EXCERPTED TEXT:
------------
Finally: Objective-C, by including all of C as a subset, suffers from C’s lack of rigor and discipline at the level of the type system. That is, the Objective-C type system can always be subverted by C code. Why is this important? Apart from the obvious safety and robustness issues, there’s another point that I’ve just become aware of. I’ve just been playing with IntelliJ IDEA as a development environment, and I’ve been very impressed by its thorough and easy refactoring support. Not only does nothing like that exist (so far as I know) for Objective-C, I believe it would be very difficult—if not impossible—to do a similarly thorough job for Objective-C.
I may well be wrong, and I’d be delighted to be wrong. But for the moment, I’m leaning strongly toward buying an IDEA license and developing my application in Java.
One of the nicest things about Cocoa is the user preferences architecture. It provides a nice way to store explicit user preferences, as well as implicit things like window placement. And what I discovered today is that Cocoa has very nice hooks to make that easy. For example, to make a window remember its last position, you just have to add one line to the
[self setWindowFrameAutosaveName: @"LinkWindow"];
It’s so simple that there’s no reason not to do it. It took just a couple of minutes to add that to Blapp.
Last night I gave a talk on Extreme Programming and the principles of agile development to the Fort Worth IEEE/CS. It went very well—the attendance was good, there was a lot of interest, and there were many good questions at the end. I was filling in for Dave Thomas, who couldn’t make it due to a death in the family, so I was very glad it went so well. (I didn’t want them to be disappointed with the second-stringer!)
The first question after I concluded was from a TCU Computer Science professor who said, “As an academic, what can I do to prepare my students for environments like this?” My first answer was, “Can we have lunch? Because the answer to your question is long.” But then I gave her a short answer: teach your students not just to write code, but to read it, and read code written by other people, and then to add features to it to test whether they’ve understood it. She seemed happy with that (I gather she’s already doing a lot of that, as well). But there is more to it than that. Here are some things I’ve thought of:
- Teach the students the principles of emergent behavior, so they’ll be comfortable with the ideas of evolutionary design.
- Teach them about refactoring and the ways in which software is malleable. Teach them how this can be used as a feedback mechanism to incorporate what you learn into the design.
- Teach them the history of engineering, and encourage discussion about where software development currently sits on the path to maturity that the other engineering disciplines have gone through.
------------
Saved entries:

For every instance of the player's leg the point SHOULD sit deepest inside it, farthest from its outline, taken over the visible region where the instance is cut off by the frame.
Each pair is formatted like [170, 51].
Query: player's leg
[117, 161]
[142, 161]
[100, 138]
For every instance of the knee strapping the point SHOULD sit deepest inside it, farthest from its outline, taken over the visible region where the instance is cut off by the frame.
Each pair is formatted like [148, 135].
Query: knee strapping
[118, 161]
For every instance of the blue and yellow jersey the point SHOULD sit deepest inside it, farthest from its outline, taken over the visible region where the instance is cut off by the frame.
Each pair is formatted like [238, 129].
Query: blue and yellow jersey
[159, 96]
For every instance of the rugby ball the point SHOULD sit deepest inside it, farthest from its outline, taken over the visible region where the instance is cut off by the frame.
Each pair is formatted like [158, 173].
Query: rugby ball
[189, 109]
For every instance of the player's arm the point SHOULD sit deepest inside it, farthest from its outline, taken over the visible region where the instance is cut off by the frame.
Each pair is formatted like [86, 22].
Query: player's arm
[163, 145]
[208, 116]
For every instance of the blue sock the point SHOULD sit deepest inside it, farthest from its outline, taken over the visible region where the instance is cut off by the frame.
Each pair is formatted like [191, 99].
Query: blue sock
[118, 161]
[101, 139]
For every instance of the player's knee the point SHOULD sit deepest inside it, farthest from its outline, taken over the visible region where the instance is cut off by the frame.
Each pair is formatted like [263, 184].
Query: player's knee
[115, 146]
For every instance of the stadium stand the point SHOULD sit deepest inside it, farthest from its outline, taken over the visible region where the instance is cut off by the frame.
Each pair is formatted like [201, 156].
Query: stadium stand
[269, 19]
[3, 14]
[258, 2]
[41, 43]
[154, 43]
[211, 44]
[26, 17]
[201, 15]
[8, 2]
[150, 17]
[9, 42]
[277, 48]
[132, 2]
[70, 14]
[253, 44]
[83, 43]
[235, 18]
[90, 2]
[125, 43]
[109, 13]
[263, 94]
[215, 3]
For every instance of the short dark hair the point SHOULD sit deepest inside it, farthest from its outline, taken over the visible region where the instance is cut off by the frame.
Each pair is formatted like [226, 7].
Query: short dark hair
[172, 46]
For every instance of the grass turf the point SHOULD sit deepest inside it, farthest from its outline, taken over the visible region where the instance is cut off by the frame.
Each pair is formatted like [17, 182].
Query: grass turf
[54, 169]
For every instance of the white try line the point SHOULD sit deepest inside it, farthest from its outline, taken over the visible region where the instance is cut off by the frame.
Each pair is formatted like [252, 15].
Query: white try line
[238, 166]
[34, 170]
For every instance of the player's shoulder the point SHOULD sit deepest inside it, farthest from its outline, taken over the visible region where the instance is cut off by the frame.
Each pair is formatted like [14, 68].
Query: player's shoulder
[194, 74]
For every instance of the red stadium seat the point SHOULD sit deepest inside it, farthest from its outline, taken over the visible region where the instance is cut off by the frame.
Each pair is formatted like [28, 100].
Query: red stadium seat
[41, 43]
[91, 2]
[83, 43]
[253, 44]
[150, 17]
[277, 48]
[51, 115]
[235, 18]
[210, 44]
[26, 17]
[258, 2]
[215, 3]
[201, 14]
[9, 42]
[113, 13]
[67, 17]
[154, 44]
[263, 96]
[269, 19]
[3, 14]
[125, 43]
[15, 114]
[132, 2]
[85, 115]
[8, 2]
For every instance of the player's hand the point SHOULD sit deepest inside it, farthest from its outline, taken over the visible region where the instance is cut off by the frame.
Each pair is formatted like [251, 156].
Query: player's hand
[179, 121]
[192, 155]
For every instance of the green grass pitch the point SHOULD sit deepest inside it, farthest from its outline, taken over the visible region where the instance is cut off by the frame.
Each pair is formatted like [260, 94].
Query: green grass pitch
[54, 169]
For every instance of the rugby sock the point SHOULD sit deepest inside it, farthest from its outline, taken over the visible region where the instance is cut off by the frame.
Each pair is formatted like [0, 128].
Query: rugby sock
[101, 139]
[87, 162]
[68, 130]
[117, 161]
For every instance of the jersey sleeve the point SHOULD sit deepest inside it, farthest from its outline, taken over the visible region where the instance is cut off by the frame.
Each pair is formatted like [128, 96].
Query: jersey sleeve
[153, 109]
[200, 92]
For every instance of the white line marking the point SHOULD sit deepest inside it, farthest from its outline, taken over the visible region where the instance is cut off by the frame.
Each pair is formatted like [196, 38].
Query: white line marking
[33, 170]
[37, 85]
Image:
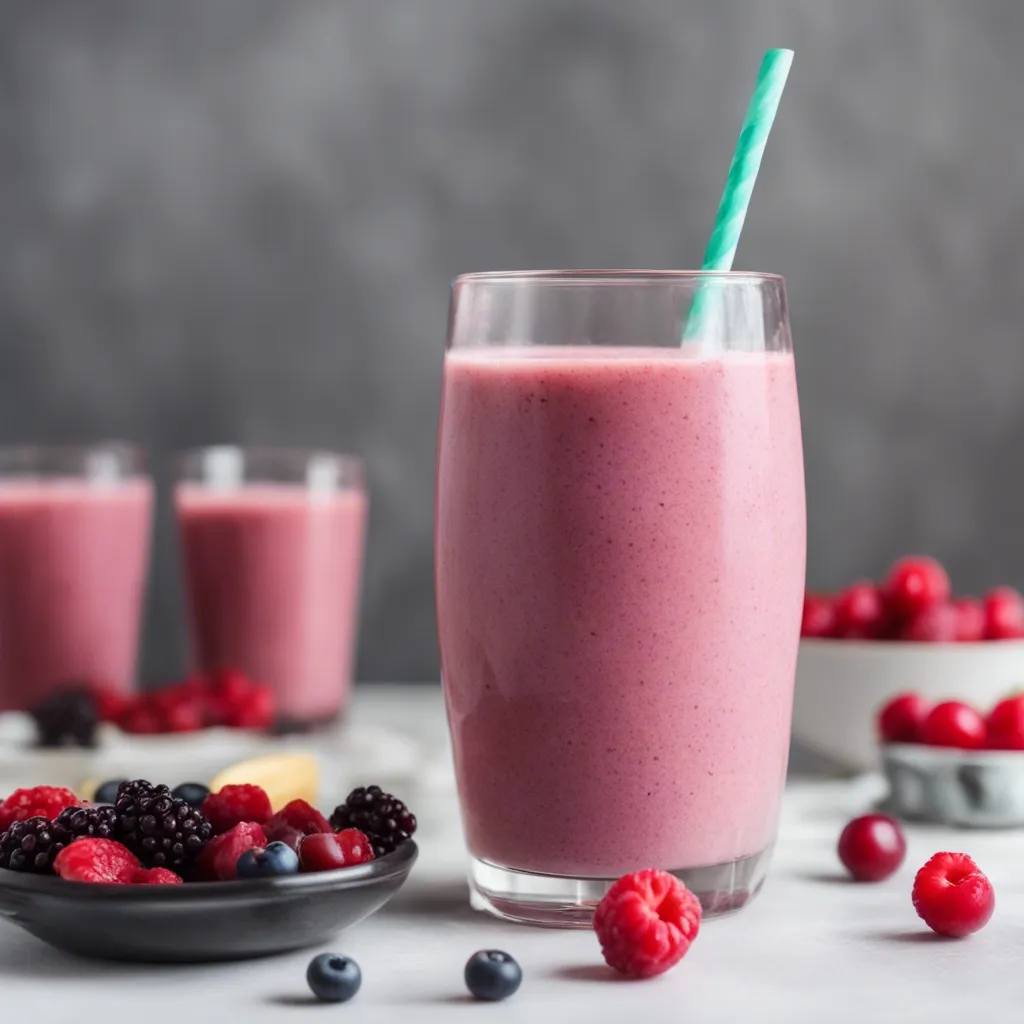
------------
WHAT IS REQUIRED: In the blog excerpt, who was the speaker filling in for at the talk to the Fort Worth IEEE/CS?

ANSWER SPACE: Dave Thomas